**Aim:** Reproduce the rows from the line with "Tag the scattered" to the line with "662), (1120, 602)]", substituting "strewn litter" for "scattered trash" and leaving everything else unchanged.

**Entries supplied:**
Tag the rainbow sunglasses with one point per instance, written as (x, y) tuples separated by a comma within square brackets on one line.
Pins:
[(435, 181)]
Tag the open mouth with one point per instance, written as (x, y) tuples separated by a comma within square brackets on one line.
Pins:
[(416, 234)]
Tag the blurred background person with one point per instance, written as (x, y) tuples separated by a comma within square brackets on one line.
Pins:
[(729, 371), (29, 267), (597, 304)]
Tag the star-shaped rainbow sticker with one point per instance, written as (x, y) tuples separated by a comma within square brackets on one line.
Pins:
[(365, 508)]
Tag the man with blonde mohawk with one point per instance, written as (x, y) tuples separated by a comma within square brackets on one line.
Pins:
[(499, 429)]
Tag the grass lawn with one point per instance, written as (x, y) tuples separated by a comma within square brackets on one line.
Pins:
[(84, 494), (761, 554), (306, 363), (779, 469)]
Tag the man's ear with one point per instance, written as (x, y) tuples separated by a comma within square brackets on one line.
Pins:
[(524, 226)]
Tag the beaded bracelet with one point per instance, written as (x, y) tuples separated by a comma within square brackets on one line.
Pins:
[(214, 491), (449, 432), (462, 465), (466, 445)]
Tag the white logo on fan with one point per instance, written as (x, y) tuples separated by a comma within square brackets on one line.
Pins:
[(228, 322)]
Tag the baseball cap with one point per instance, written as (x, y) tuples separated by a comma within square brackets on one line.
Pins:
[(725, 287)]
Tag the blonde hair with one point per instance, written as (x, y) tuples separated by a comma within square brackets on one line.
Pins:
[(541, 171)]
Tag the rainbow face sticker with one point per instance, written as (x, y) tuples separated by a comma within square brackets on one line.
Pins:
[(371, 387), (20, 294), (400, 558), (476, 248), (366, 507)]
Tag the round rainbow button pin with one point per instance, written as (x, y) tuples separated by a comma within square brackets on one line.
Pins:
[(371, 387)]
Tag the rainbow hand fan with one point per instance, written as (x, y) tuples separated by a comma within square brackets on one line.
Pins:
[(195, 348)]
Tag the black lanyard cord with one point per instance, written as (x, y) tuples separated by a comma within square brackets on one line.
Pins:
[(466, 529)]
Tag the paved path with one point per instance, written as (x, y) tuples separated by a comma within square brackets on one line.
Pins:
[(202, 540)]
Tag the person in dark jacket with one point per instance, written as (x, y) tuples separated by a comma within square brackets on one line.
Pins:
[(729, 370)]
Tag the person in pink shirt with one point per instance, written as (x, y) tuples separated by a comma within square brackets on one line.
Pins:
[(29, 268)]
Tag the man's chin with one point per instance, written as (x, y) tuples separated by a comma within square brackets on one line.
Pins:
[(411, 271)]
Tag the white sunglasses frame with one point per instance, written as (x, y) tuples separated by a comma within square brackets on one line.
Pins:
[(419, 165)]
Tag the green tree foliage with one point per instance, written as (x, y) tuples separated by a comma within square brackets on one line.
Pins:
--
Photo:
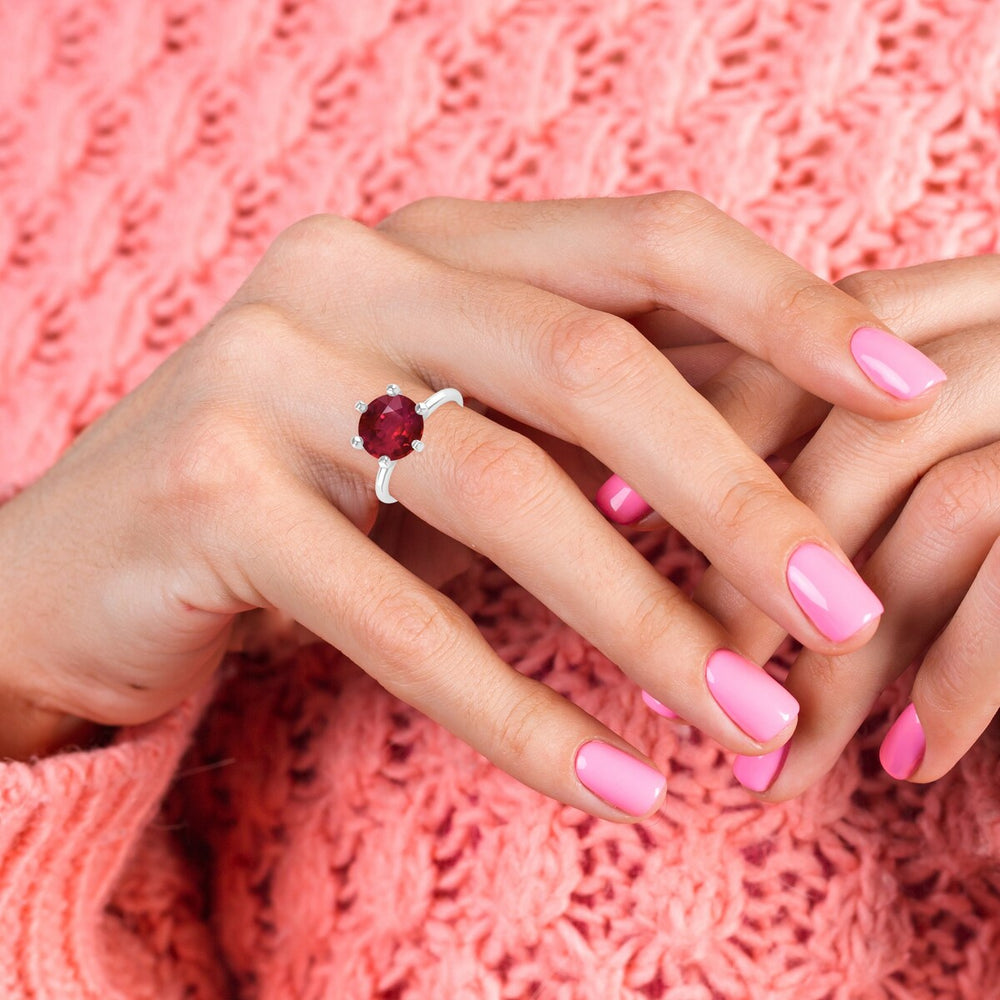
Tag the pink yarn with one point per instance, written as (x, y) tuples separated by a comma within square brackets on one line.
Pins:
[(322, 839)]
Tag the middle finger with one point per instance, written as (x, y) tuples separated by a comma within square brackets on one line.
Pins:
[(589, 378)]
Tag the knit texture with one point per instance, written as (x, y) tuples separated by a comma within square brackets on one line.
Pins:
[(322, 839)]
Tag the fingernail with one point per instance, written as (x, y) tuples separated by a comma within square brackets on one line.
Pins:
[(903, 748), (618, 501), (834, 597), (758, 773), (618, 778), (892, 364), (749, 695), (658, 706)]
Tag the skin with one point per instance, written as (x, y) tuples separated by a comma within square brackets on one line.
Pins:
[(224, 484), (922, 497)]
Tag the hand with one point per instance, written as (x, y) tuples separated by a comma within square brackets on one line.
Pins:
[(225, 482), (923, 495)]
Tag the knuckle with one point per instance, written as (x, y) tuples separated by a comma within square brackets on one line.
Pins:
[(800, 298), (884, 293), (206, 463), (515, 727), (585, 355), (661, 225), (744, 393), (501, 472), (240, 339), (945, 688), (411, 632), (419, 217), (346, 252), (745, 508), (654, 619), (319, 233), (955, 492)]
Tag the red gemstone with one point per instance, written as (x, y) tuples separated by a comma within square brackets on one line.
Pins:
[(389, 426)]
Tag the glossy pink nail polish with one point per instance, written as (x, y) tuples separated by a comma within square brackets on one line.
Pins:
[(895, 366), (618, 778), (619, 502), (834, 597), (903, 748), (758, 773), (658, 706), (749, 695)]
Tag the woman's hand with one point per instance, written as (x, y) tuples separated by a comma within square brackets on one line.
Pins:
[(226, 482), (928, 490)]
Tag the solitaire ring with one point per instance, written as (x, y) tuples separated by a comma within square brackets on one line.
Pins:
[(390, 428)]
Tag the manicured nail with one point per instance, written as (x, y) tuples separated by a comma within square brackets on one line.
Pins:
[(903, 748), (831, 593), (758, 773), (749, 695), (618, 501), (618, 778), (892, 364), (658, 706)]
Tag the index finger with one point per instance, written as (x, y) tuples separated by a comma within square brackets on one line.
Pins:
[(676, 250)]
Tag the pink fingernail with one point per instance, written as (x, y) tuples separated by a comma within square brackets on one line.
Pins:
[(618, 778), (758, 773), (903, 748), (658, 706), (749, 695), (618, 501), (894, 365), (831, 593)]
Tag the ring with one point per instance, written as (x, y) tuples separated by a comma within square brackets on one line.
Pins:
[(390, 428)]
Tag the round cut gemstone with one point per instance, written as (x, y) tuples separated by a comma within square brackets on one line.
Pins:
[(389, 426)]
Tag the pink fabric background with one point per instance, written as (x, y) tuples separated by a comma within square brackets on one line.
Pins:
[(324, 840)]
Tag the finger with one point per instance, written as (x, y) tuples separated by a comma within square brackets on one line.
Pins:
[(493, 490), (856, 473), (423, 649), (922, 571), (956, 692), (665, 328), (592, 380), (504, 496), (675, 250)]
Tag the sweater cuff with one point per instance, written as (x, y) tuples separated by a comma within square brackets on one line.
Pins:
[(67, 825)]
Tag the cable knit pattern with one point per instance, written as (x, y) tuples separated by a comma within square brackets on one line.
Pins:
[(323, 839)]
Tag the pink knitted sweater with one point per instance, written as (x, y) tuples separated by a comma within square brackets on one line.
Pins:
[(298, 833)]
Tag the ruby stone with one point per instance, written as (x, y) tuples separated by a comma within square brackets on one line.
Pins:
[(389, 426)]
...
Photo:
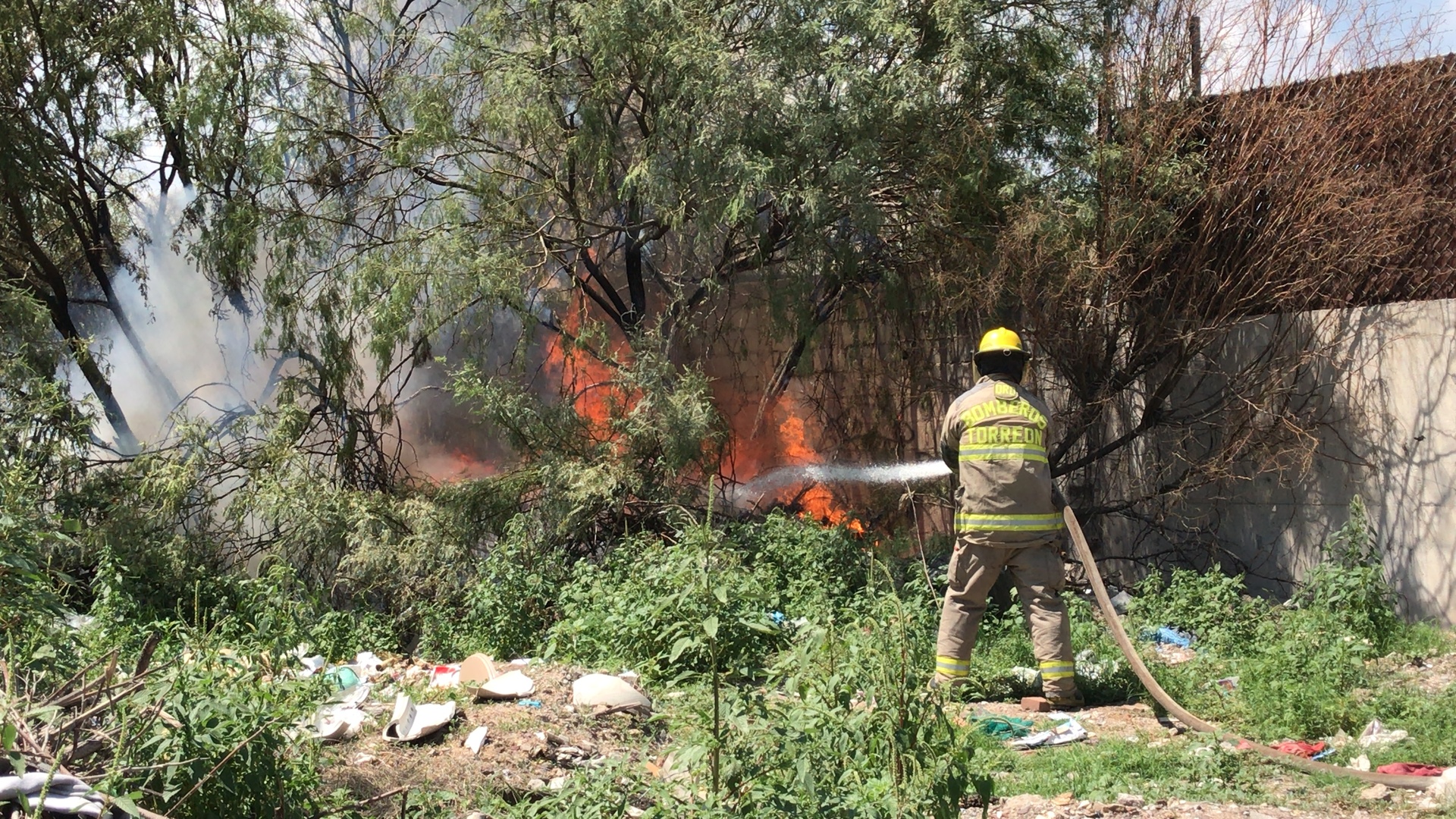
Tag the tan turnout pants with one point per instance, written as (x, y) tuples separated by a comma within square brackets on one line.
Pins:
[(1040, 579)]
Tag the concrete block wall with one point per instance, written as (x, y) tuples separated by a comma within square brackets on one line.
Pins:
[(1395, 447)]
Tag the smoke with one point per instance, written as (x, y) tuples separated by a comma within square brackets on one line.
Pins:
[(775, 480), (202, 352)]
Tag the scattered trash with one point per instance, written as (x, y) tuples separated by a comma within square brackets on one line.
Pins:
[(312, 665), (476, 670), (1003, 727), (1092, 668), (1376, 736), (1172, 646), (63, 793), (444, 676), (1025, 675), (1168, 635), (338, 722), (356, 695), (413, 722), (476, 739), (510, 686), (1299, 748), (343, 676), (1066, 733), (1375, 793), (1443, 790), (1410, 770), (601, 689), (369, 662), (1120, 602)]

**Answer to the exercise:**
Tag the strewn litter with one point per instance, written as (x, y) tuples separated by a comma within square brackets on one line.
Pins:
[(312, 665), (476, 670), (1003, 727), (1092, 668), (1376, 736), (1172, 646), (63, 793), (444, 676), (1025, 675), (1168, 635), (338, 722), (356, 695), (413, 722), (476, 739), (510, 686), (1299, 748), (343, 676), (1066, 733), (1375, 793), (1443, 790), (1410, 770), (601, 689), (369, 662), (1120, 602)]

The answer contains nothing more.